Document excerpt:
** START **

Skip to main content

Python package to scrap facebook's pages front end with no limitations

Project description

Facebook Page Scraper

Maintenance PyPI license Python >=3.6.9

No registration, No need of API key, No limitation on number of requests. Import the library and Just Do It !

Prerequisites

  • Internet Connection
  • Python 3.6+
  • Chrome or Firefox browser installed on your machine


Installation:

Installing from source:

git clone https://github.com/shaikhsajid1111/facebook_page_scraper 

Inside project's directory

python3 setup.py install

Installing with pypi

pip3 install facebook-page-scraper


How to use?

#import Facebook_scraper class from facebook_page_scraper
from facebook_page_scraper import Facebook_scraper

#instantiate the Facebook_scraper class

page_name = "facebookai"
posts_count = 10
browser = "firefox"

facebook_ai = Facebook_scraper(page_name,posts_count,browser)

Parameters for Facebook_scraper(page_name,posts_count,browser) class

Parameter Name Parameter Type Description
page_name string name of the facebook page
posts_count integer number of posts to scrap, if not passed default is 10
browser string which browser to use, either chrome or firefox. if not passed,default is chrome



Done with instantiation?. Let the scraping begin!


For post's data in JSON format:

#call the scrap_to_json() method

json_data = facebook_ai.scrap_to_json()
print(json_data)

Output:

{
    "1739843239525955": {
        "name": "Facebook AI",
        "shares": 43,
        "reactions": {
            "likes": 129,
            "loves": 11,
            "wow": 8,
            "cares": 0,
            "sad": 0,
            "angry": 0,
            "haha": 0
        },
        "reaction_count": 148,
        "comments": 3,
        "content": "We’re transitioning the Visdom project to the team at FOSSASIA. Visdom is a flexible tool for creating, organizing, and sharing visualizations of live, rich data. It aims to facilitate visualization of remote data with an emphasis on supporting scientific experimentation. We’re excited to see where the team, in collaboration with the developer and user community, take the project.",
        "posted_on": "2021-01-05T17:22:54",
        "video": "https://www.facebook.com/facebookai/videos/1739843239525955",
        "image": [
            "https://scontent-bom1-2.xx.fbcdn.net/v/t1.0-0/s526x296/135871741_1739843246192621_8564947121610203331_o.png?_nc_cat=108&ccb=2&_nc_sid=da1649&_nc_ohc=Hk7peLe8e-cAX_xLejp&_nc_ht=scontent-bom1-2.xx&_nc_tp=30&oh=856a17109cbc4a6657dbb68564dfc568&oe=60291FC7"

** END **

Directive 1:
Name each reaction type listed under "reactions" in the sample output of the Facebook page scraper description.
Directive 2:
How many lines of the records contain the word "monstera"? Reply with the number alone.

Supplied records:
** START **

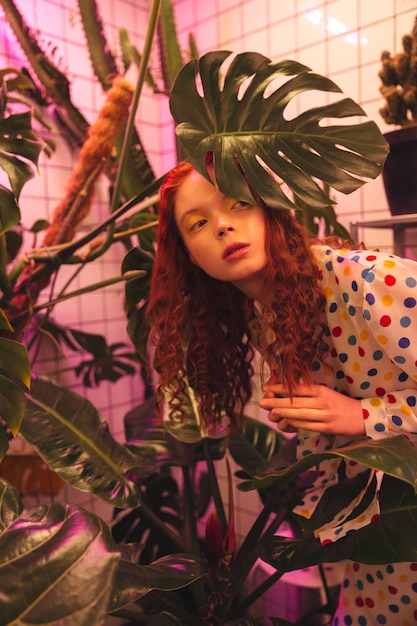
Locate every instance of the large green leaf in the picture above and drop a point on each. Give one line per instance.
(165, 574)
(11, 505)
(18, 144)
(14, 360)
(57, 566)
(14, 376)
(254, 444)
(391, 538)
(74, 439)
(395, 457)
(241, 118)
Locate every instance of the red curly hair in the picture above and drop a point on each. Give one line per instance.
(201, 326)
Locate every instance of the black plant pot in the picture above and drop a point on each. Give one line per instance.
(400, 171)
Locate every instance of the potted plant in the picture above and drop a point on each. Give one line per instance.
(399, 88)
(74, 440)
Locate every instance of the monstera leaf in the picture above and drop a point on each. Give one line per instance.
(241, 117)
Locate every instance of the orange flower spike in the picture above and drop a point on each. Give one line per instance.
(93, 157)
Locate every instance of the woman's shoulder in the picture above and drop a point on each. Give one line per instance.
(330, 258)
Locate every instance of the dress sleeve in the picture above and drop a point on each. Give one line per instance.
(390, 313)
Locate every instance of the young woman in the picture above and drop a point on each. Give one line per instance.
(336, 329)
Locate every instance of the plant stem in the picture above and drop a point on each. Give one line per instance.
(218, 502)
(153, 20)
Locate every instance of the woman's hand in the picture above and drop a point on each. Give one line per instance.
(313, 407)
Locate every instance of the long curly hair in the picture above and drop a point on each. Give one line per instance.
(201, 327)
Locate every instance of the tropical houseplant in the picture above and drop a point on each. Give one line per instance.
(63, 542)
(398, 76)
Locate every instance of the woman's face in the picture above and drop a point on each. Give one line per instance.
(223, 236)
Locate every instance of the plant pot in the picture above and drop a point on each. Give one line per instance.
(400, 171)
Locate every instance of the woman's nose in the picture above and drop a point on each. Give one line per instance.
(223, 228)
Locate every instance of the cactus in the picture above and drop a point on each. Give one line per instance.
(399, 82)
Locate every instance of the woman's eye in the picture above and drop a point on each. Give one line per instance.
(198, 224)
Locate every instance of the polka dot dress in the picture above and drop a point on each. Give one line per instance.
(371, 314)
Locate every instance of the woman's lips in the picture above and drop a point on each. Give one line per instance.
(235, 251)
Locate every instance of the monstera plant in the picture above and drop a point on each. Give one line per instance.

** END **

Exercise result 1:
likes, loves, wow, cares, sad, angry, haha

Exercise result 2:
2